• REQUIRED WORK: Return each record shown beneath, word for word.

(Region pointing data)
--- START ---

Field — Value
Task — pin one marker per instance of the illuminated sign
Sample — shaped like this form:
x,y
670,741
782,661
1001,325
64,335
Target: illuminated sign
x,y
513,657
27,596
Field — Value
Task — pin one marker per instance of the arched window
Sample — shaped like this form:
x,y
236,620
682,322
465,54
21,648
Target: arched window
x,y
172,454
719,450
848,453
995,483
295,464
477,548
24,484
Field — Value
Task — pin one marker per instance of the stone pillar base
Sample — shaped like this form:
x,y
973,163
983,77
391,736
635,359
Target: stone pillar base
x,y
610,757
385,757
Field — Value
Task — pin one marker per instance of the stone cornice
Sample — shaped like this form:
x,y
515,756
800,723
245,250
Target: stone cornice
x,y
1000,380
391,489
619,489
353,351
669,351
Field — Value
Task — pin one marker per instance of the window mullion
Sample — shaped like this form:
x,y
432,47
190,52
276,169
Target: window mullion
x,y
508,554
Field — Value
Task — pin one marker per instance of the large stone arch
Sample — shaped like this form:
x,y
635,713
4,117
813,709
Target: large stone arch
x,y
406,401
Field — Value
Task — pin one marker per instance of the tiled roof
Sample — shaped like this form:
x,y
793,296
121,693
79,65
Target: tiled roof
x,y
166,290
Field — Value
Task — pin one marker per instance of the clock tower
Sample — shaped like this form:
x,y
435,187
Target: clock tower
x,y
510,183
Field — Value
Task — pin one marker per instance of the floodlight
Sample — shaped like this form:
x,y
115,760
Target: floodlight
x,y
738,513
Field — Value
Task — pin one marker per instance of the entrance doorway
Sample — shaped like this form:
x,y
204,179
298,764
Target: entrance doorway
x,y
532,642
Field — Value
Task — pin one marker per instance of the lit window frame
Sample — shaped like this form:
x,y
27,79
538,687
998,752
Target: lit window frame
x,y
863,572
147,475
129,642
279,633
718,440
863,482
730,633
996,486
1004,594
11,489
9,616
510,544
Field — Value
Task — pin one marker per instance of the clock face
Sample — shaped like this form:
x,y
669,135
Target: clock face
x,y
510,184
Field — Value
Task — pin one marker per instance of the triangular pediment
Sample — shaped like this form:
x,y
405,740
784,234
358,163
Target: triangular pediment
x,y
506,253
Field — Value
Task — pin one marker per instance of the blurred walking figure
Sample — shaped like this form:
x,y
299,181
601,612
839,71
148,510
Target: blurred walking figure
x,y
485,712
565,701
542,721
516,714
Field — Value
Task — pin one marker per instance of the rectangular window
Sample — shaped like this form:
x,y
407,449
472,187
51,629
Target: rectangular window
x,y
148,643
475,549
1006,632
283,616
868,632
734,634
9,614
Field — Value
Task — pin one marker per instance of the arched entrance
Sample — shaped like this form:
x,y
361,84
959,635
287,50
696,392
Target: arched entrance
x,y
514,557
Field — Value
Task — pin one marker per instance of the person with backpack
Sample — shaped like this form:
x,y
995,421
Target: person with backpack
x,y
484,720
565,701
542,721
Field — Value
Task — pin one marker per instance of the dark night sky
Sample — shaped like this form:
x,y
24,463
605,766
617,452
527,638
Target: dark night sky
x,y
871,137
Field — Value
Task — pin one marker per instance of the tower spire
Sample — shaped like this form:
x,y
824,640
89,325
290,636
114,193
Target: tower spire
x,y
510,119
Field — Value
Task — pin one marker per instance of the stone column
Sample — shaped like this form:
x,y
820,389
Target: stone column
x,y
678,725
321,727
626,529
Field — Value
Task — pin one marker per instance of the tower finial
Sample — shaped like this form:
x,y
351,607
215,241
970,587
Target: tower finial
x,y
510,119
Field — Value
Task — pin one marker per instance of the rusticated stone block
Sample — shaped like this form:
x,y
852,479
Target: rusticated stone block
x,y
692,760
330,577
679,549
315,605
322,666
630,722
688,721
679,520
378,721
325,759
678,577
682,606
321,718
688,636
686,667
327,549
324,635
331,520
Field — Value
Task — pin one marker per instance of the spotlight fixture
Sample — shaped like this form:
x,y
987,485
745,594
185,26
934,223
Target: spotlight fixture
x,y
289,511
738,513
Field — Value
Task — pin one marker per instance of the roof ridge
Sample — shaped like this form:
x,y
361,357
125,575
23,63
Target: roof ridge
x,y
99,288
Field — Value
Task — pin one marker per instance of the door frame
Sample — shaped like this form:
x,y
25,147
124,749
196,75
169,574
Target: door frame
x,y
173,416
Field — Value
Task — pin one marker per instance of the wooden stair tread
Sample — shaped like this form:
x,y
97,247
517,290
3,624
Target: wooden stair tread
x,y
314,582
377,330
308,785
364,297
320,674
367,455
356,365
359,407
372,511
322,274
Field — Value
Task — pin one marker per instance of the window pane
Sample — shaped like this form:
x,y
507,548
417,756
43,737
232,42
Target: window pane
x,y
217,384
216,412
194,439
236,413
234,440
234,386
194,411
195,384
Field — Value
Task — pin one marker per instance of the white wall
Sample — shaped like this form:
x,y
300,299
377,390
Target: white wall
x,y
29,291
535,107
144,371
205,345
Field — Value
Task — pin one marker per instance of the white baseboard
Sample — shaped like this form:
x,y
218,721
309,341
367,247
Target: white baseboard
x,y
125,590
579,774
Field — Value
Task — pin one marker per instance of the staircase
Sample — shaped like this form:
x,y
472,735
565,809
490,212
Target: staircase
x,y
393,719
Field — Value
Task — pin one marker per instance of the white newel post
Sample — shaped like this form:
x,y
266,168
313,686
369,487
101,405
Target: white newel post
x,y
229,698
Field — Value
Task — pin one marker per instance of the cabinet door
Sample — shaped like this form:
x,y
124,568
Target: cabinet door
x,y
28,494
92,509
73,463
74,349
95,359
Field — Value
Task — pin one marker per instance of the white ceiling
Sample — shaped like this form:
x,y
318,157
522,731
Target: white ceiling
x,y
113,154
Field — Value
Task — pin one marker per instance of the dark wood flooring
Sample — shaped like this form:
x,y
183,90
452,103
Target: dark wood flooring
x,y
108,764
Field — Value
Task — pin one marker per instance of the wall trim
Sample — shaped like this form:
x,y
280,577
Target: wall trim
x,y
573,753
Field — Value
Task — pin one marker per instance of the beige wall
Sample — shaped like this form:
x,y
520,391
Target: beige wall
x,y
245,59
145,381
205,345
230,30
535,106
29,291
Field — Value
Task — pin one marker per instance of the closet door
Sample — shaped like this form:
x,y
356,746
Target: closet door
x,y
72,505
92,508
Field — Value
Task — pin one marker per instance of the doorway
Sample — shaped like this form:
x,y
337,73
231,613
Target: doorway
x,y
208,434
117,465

--- END ---

• THE COMPLETED TASK:
Field — Value
Task — pin one marker per instance of the illuminated sign
Sample — shaped like this form:
x,y
670,741
782,661
1001,325
64,335
Target: illuminated sign
x,y
513,657
27,596
Field — Value
Task — pin one marker per instance of the arched window
Sample — shaped like this form:
x,y
236,620
682,322
465,54
21,648
Target: arched window
x,y
172,454
719,450
848,453
995,483
295,464
477,548
24,484
Field — Value
Task — pin one marker per instance of the stone pillar base
Sample — shaped like this form:
x,y
973,163
983,77
391,736
635,359
Target: stone pillar base
x,y
610,757
385,757
Field — Value
Task — pin one marker per instance of the stone cornice
Sample — shaped like this form:
x,y
515,756
800,723
245,250
Target: stone cornice
x,y
1000,380
391,489
619,489
353,351
669,351
Field — Value
Task — pin one marker per instance of the window mullion
Sample — shaped like this form:
x,y
432,47
190,52
276,169
Target: window mullion
x,y
508,554
Field — Value
Task — pin one marker per instance of the large stone arch
Sample — shaped like this form:
x,y
635,713
4,117
813,709
Target: large stone arch
x,y
406,401
Field — Value
Task — pin one marker per instance of the tiled roof
Sample — shaped like this form:
x,y
793,296
121,693
79,65
Target: tiled roof
x,y
166,290
Field — Value
Task — pin one marker per instance of the clock tower
Sample — shaped like this form:
x,y
435,187
Target: clock tower
x,y
510,183
Field — Value
Task — pin one marker per instance of the floodlight
Sample — shaped like this form:
x,y
115,760
Target: floodlight
x,y
738,513
Field — Value
Task — pin one marker per instance of the entrance doorway
Sample — shaped like this form:
x,y
204,179
298,764
Target: entrance doorway
x,y
532,642
Field — Value
Task — pin one marker per instance of the lit window frame
Sample — shaped like this form:
x,y
27,79
538,687
998,752
Target: lit window frame
x,y
863,572
147,475
129,642
279,633
718,440
863,482
730,633
996,486
1004,594
11,489
9,616
510,544
Field — Value
Task — pin one marker per instance of the clock face
Sample — shaped like this form:
x,y
669,135
Target: clock face
x,y
510,184
Field — Value
Task — pin one marker per instance of the triangular pediment
Sample — shaped like this form:
x,y
405,740
784,234
358,163
Target: triangular pediment
x,y
506,253
Field — Value
Task — pin one marker per instance of the blurred walking figure
Sample — shaped like this form:
x,y
299,181
601,612
839,71
148,510
Target: blurred walking figure
x,y
485,712
565,701
542,721
516,714
Field — Value
Task — pin one marker per instance of the rectangular window
Sample — shaped like this form:
x,y
407,449
472,187
51,629
Target: rectangular window
x,y
148,643
475,549
1006,632
283,616
868,632
734,634
9,614
Field — Value
Task — pin one marker per instance of the arched entrance
Sample — shaped like this form:
x,y
361,84
959,635
287,50
696,392
Target: arched entrance
x,y
514,557
Field — Value
Task — pin one marker per instance of the person with backpack
Sample — shaped like this form:
x,y
995,421
Target: person with backpack
x,y
484,720
565,701
542,721
Field — Value
Task — pin one marker per instance of the dark night sky
Sample — shaped like this form:
x,y
24,463
605,766
617,452
527,638
Target: dark night sky
x,y
871,137
Field — Value
Task — pin one marker per instance of the tower spire
Sample — shaped like this form:
x,y
824,640
89,325
290,636
114,193
Target: tower spire
x,y
510,119
Field — Value
Task — pin one marker per instance of the stone column
Sample — shaped like this form:
x,y
820,389
Target: stone column
x,y
678,725
321,727
626,529
Field — Value
Task — pin one marker per instance of the tower finial
Sample — shaped like this form:
x,y
351,607
215,241
970,587
Target: tower finial
x,y
510,119
Field — Value
Task — pin one marker per instance of the rusticated stone block
Sample — shaped like this form:
x,y
852,479
Target: rusticated stone block
x,y
692,760
330,577
679,549
315,605
322,666
630,722
688,721
679,520
378,721
325,759
678,577
682,606
321,718
688,636
686,667
327,549
324,635
331,520
Field — Value
Task — pin one marker per instance of the spotlight fixture
Sample — shaped like this form:
x,y
987,485
745,594
185,26
934,223
Target: spotlight fixture
x,y
289,511
738,513
Field — Value
Task — pin one marker per instance of the roof ridge
Sample — shaped like this form:
x,y
361,357
125,575
23,63
Target: roof ridge
x,y
99,288
Field — Value
Task — pin one marker per instance of the door frame
Sample — shaped like this form:
x,y
25,147
124,749
196,75
169,574
Target: door frame
x,y
173,416
Field — Value
Task — pin one marker per instance of the wooden stair tread
Sample — shaped like this form:
x,y
97,247
517,290
3,624
Target: wooden stair tread
x,y
314,582
377,330
308,785
364,297
320,674
367,455
356,365
359,407
372,511
322,274
Field — Value
Task — pin one marker per instance of the window pane
Sample — shaped like this form:
x,y
507,548
417,756
43,737
232,42
Target: window pane
x,y
217,384
216,412
194,439
236,413
234,440
234,386
194,411
195,384
Field — Value
Task — pin one marker per instance of the white wall
Sample — shaped like this form:
x,y
300,299
377,390
Target: white wall
x,y
29,291
535,107
144,371
205,345
Field — Value
Task — pin one marker per instance of the white baseboard
Sample — shaped like this form:
x,y
218,721
309,341
367,247
Target: white baseboard
x,y
125,590
579,774
Field — Value
Task — pin one marker per instance of the staircase
Sample — shaped like this form:
x,y
472,735
565,809
490,212
Target: staircase
x,y
393,719
Field — Value
Task — pin one marker per instance of the white newel post
Sample — shaped like this form:
x,y
266,168
313,686
369,487
101,405
Target: white newel post
x,y
229,698
Field — Value
Task — pin one marker per instance of the cabinet door
Sample — shaped like this form:
x,y
124,568
Target: cabinet door
x,y
28,494
92,509
73,463
74,349
95,359
Field — Value
Task — pin one marker per instance of the white ceiling
Sample — shaped like this form:
x,y
318,157
522,731
Target: white ceiling
x,y
113,154
Field — Value
Task — pin one marker per instance of the dark wood flooring
Sample — shaped like this form:
x,y
183,90
452,103
Target: dark wood flooring
x,y
108,764
Field — Value
Task — pin one marker per instance of the wall trim
Sample — shaped like this form:
x,y
280,577
Target: wall trim
x,y
573,753
Field — Value
Task — pin one marker per instance of the beige wall
Sample — shaped like this form:
x,y
520,391
Target: beige wall
x,y
245,59
145,381
205,345
230,30
535,106
29,291
Field — Value
Task — pin one marker per instance of the closet door
Sample — shaped like this form:
x,y
356,746
Target: closet door
x,y
72,505
92,508
Field — Value
Task — pin one marker per instance of the doorway
Sample — shaped like this form:
x,y
337,73
231,613
Target: doorway
x,y
208,434
117,465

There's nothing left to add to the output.